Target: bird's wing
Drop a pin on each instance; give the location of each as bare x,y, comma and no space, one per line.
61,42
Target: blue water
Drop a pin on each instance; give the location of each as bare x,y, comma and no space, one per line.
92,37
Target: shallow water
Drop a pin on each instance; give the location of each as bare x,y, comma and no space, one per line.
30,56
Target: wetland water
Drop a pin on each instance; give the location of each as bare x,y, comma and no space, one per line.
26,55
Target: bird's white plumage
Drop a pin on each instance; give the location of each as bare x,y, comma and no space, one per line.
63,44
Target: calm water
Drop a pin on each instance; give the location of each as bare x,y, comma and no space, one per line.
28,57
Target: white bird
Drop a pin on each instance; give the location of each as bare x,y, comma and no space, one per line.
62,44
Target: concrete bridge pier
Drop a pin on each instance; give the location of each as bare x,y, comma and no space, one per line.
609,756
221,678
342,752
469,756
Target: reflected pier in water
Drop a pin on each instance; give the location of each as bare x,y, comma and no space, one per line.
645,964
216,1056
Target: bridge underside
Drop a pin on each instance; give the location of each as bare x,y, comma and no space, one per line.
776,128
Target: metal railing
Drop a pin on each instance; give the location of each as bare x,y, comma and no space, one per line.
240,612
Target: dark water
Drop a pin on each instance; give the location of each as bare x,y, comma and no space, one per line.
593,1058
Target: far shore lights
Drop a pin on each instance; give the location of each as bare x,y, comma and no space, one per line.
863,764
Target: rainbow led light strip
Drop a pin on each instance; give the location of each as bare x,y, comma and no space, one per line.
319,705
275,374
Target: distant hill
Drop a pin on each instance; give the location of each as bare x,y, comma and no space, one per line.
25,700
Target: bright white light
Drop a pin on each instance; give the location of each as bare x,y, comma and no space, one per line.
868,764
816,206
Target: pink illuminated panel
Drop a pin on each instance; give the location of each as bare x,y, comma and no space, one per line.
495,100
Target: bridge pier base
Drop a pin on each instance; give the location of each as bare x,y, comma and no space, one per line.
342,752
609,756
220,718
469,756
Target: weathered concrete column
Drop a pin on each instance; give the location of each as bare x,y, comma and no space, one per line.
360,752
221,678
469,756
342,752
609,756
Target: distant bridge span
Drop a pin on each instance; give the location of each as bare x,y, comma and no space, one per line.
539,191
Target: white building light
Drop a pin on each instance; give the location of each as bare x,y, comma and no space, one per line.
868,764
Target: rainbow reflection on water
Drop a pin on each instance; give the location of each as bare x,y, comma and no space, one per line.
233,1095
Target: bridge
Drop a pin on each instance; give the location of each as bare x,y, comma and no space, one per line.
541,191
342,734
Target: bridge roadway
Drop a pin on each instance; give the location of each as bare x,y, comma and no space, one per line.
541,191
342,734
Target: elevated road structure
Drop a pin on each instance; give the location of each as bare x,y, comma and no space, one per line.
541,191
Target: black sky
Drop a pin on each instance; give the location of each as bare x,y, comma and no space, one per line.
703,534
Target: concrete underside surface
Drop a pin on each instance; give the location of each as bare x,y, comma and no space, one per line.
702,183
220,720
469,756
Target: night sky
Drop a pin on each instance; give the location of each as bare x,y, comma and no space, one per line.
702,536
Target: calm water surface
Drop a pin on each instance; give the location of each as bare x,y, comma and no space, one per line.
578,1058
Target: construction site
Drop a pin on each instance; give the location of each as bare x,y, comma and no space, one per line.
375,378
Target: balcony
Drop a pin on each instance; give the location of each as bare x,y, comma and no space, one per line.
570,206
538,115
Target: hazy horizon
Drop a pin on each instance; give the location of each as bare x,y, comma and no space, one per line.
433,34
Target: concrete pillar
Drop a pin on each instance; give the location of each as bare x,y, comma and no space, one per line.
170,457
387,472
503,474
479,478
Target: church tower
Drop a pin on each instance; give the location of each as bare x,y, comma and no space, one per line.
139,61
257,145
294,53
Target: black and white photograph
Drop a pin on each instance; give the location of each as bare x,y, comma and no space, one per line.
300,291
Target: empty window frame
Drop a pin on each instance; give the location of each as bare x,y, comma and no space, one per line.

▶ _Your objective_
Each line of the data above containing the string "black" is to be copied.

▶ _Worked solution_
Target: black sky
Target: black and white photograph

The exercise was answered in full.